**Challenge 1**
Gather every line of the records that contains the word "beige", and copy each one out.
**Challenge 2**
Carry on the description of the Data Miner video processing pipeline, starting after its last line.

**Text excerpt**
## begin

Skip to content

Data Miner

Python 3.12+ PostgreSQL License: MIT

A PostgreSQL-backed, supervisor-managed video processing pipeline for generating large-scale computer vision datasets from YouTube videos.


Features

  • 🔍 YouTube Search - Find videos by keywords and hashtags
  • 📥 Smart Downloads - Rate-limited downloading with hashtag blocklists
  • 🎬 Frame Extraction - Configurable sampling strategies (interval, time, keyframe)
  • 🎯 ML Filtering - SigLIP2-based image-text similarity filtering
  • 🔄 Deduplication - DINOv3/FAISS-based cross-video deduplication
  • 🎯 Object Detection - Open-set detection (GroundingDINO, OWLv2)

## end

**Dataset content**
## begin

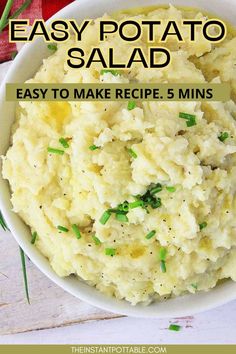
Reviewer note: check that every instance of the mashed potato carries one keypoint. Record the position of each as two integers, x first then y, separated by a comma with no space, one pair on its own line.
179,236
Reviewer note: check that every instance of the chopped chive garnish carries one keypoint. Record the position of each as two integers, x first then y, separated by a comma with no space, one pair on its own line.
105,217
163,253
76,231
93,147
55,151
34,236
124,206
174,327
3,223
203,225
190,118
113,72
132,153
122,217
194,286
64,143
22,255
138,203
163,266
62,228
110,251
52,47
96,240
156,189
150,234
131,105
170,189
223,136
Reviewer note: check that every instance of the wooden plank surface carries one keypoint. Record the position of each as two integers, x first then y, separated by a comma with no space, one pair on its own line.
50,305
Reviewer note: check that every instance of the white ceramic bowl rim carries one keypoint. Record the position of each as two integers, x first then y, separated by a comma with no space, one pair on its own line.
24,68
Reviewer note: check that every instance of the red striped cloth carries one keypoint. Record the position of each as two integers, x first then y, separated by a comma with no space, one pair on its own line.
38,9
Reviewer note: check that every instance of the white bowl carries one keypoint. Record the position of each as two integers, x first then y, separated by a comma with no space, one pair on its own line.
24,67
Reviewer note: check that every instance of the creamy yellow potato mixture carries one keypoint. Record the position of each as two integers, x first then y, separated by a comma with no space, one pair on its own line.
133,200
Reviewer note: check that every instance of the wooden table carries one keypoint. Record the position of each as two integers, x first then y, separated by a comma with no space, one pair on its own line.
57,317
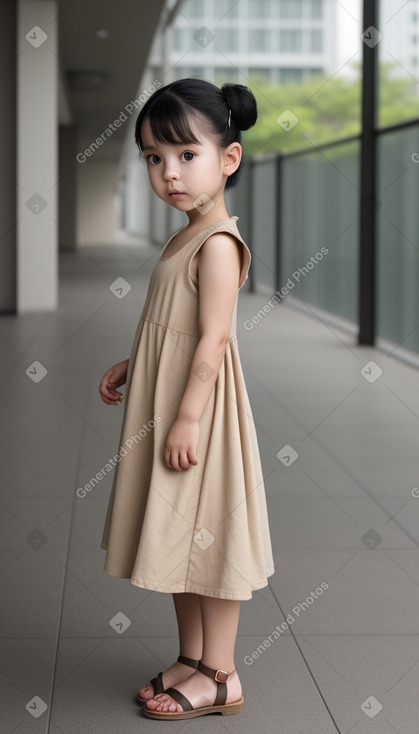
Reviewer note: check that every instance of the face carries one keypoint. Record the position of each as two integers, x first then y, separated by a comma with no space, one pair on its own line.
189,175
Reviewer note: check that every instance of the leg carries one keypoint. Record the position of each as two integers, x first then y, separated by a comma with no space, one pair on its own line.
220,618
188,613
189,620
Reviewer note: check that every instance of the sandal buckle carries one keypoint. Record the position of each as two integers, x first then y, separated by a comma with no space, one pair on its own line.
221,680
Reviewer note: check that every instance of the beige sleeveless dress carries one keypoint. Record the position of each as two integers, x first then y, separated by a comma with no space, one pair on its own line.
204,529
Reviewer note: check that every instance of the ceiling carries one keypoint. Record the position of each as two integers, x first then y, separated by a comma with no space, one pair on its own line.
99,77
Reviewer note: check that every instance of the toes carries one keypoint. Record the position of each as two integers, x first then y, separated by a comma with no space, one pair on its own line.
163,702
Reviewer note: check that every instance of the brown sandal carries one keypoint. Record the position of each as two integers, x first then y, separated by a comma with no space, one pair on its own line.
219,706
157,682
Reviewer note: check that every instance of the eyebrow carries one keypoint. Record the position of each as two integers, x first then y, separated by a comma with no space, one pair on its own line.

## end

**Right answer 1**
Reviewer note: check that every instance of the beige sleeveless dress carries one keypoint. Record the position of each as two integers, x first then y, separated by a comma with no space, one pair on its own line.

**Right answer 2**
User Guide Developer Docs
Installation Architecture Overview
Configuration Database Models
CLI Reference Worker System
Quickstart Contributing

Architecture Overview

flowchart LR
    subgraph Central["Central Pipeline"]
        D[Download] --> E[Extract]
    end

    subgraph Project["Per-Project Pipeline"]
        F[Filter] --> DU[Cross-Dedup] --> DT[Detect]
    end

    E --> F

The pipeline uses:

  • PostgreSQL for state management with row-level locking
  • Supervisor for worker process management
  • Heartbeat-based locking for concurrent safety

Getting Started

# Install
pip install -e .

# Initialize database
data-miner init-db

# Add videos and run pipeline
data-miner populate --config config.yaml
data-miner workers setup --config config.yaml
data-miner workers start

See Quickstart for the complete workflow.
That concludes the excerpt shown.